TEXTAUSZUG
>>>>>

Wunsch nach digitaler Abwicklung

„Autohersteller sollten Auto-Abos genau im Blick behalten, um ihre Vertriebsstrategie auf den Prüfstand zu stellen“, rät Joachim Deinlein. „Die Abos sind aufgrund ihrer Flexibilität ein erstklassiger Indikator für Kundenwünsche und legen auch die bestehenden Schwächen offen.“ Schon jetzt steht für ihn fest: Auto-Abo-Modelle funktionieren dank ihres reibungslosen digitalen Bestell- und Austauschprozesses so gut. „Sie repräsentieren damit die Zukunft des automobilen Onlinehandels“, sagt Deinlein. Für 40 Prozent der Deutschen ist die komplette Digitalisierung des Einkaufs ein wichtiges Argument für Auto-Abos, zeigt die Analyse. „Wer einmal die starre Customer Journey des klassischen Automobilkaufs durchlaufen hat, erkennt die Brisanz dieser Aussage für den stationären Fahrzeugkauf im traditionellen Händler-Modell“, so Deinlein weiter. „Die typischen Showroom-Kunden sind eher die Ausnahme. Dass man in Corona-Zeiten vielerorts keine Autos mehr kaufen konnte, weil die Häuser geschlossen waren, unterstreicht die Bedeutung des Onlinekanals.“

Für die Hersteller steht viel auf dem Spiel. Wer die digitale Kundenschnittstelle frühzeitig besetzt, kann von den Wachstumschancen profitieren. Denn es tummeln sich nicht nur stark finanzierte Start-ups im Abo-Geschäft – jederzeit bereit, mit einer hohen Lifestyle-Anmutung und viel Service die Kunden­schnittstelle zu übernehmen. Auch klassische Leasinganbieter und Mietwagenfirmen stoßen mit guten Chancen in die Nische vor. Sie profitieren dabei von ihren Fähigkeiten als Flottenmanager, das komplexe Austarieren zwischen verfügbaren Kapazitäten und Kundenwünschen wirtschaftlich zu gestalten. „Viele neue Anbieter tauchen auf der Bühne auf. Und die OEMs laufen Gefahr, dass ein Intermediator sie dort nur noch indirekt Geschäft machen lässt – mit Konsequenzen für Loyalisierung und Marge“, sagt Deinlein. Es handele sich um ein spannendes Kräftemessen um Marktanteile: „Der Ausgang ist momentan noch völlig offen.“

Über die Befragung

Oliver Wyman hat im Dezember 2020 2.000 Personen zu ihren Einstellungen zu Auto-Abos befragt, davon je 500 in Deutschland, den USA, Frankreich und Italien.

<<<<<

DATENAUSZUG
>>>>>

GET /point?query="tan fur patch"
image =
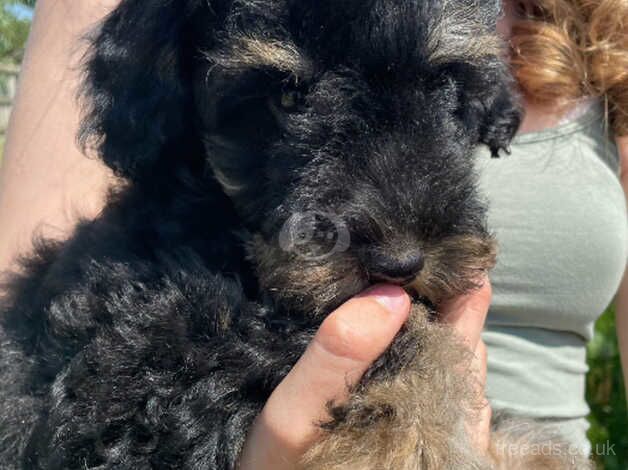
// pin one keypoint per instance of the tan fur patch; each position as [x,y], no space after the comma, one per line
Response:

<<<<<
>>>>>

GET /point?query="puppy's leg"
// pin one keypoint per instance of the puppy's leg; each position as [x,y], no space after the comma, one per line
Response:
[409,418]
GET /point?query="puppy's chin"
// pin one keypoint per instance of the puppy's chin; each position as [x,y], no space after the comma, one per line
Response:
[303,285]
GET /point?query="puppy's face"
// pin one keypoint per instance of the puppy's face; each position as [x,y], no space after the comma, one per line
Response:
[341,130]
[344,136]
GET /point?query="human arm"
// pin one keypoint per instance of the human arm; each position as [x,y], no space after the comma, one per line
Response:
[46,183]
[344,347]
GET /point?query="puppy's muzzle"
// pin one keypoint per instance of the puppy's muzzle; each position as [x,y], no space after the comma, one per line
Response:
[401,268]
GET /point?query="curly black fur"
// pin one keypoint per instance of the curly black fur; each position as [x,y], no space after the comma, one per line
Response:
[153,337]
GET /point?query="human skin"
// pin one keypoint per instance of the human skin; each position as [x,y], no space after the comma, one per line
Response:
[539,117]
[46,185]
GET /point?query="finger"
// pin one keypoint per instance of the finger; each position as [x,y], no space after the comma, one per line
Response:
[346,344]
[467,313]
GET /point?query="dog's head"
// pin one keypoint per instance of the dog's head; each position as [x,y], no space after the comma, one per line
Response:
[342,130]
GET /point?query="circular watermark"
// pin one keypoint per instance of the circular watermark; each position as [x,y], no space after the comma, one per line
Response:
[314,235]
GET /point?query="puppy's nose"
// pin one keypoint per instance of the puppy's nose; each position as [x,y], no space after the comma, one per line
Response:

<<<<<

ARBEITSAUFTRAG
Gib den Text über Auto-Abos zwischen "Oliver Wyman hat" und "Frankreich und Italien.", beide jeweils eingeschlossen, noch einmal wieder. Tausche dabei "Dezember" gegen "November" aus.

LÖSUNG
Oliver Wyman hat im November 2020 2.000 Personen zu ihren Einstellungen zu Auto-Abos befragt, davon je 500 in Deutschland, den USA, Frankreich und Italien.